Brief =
The records below hold pictures; please leave those out and retype the rest exactly.

Stored data entries
>>>>

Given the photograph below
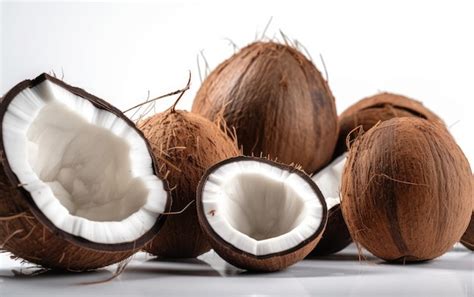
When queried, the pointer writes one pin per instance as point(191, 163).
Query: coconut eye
point(260, 215)
point(84, 182)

<<<<

The completed task =
Given the photograph below
When queried, the pointer writes one pin per instance as point(191, 163).
Query: coconut eye
point(260, 215)
point(84, 182)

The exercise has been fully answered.